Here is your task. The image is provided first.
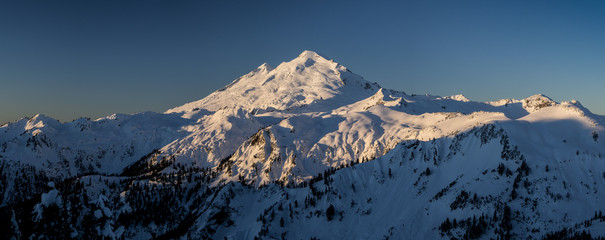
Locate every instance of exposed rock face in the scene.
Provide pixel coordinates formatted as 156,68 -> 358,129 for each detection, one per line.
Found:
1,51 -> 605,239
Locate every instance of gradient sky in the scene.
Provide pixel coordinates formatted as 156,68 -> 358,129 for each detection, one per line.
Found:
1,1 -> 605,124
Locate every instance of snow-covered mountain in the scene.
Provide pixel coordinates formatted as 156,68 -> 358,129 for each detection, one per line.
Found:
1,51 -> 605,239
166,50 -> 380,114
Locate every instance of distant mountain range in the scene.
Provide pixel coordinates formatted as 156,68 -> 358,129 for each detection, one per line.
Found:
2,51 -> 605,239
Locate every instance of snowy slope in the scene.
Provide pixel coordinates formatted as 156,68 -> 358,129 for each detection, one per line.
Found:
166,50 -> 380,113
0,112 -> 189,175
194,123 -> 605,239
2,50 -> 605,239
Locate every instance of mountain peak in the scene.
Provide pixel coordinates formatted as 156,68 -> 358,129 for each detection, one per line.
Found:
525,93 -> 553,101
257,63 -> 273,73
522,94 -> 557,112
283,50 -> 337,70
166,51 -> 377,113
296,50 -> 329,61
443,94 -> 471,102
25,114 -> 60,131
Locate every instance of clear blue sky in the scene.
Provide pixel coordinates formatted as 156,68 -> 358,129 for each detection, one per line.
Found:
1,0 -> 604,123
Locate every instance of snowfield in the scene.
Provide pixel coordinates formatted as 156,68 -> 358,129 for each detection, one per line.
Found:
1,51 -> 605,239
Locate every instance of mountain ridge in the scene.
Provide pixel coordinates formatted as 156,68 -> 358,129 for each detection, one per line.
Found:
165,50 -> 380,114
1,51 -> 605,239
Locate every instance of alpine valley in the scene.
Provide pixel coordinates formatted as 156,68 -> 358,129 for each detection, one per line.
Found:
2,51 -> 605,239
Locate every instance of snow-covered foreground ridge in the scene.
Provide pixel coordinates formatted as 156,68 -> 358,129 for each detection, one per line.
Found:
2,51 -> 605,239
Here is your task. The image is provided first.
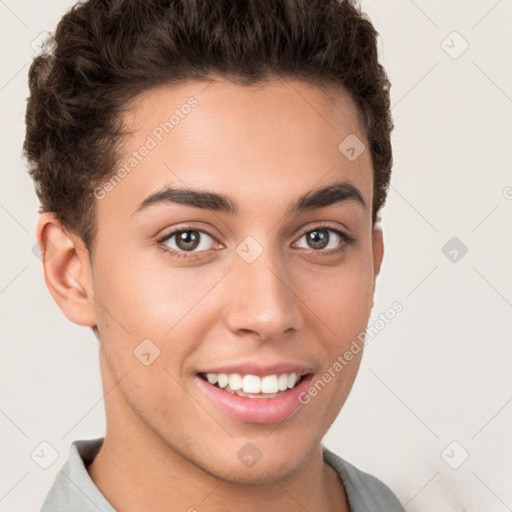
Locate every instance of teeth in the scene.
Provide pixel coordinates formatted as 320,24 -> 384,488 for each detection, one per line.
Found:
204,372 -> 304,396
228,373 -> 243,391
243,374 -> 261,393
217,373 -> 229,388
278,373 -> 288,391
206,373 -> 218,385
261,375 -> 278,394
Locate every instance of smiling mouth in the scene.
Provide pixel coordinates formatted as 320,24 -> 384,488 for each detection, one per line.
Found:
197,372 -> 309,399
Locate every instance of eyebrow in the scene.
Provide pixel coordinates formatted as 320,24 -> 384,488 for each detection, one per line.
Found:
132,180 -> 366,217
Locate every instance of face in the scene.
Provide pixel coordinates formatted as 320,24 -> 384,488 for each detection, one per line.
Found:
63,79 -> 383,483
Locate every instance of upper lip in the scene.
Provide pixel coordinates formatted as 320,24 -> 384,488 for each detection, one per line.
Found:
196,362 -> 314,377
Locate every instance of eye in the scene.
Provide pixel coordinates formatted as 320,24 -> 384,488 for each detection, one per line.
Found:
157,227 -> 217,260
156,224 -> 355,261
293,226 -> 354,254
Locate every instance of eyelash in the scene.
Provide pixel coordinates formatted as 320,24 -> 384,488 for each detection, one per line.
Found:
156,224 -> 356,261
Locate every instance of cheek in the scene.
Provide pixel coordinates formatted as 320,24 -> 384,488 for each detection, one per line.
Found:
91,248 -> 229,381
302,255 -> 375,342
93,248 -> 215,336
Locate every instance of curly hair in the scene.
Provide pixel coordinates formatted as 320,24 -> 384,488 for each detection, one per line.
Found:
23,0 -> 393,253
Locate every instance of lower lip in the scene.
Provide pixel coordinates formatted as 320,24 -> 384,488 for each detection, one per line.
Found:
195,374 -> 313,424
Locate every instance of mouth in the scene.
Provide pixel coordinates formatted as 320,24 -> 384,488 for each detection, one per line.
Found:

•••

WORK TASK → Based on the records above, how many lines hold the string "face"? Answer with the number by itself.

EXPECTED OUTPUT → 2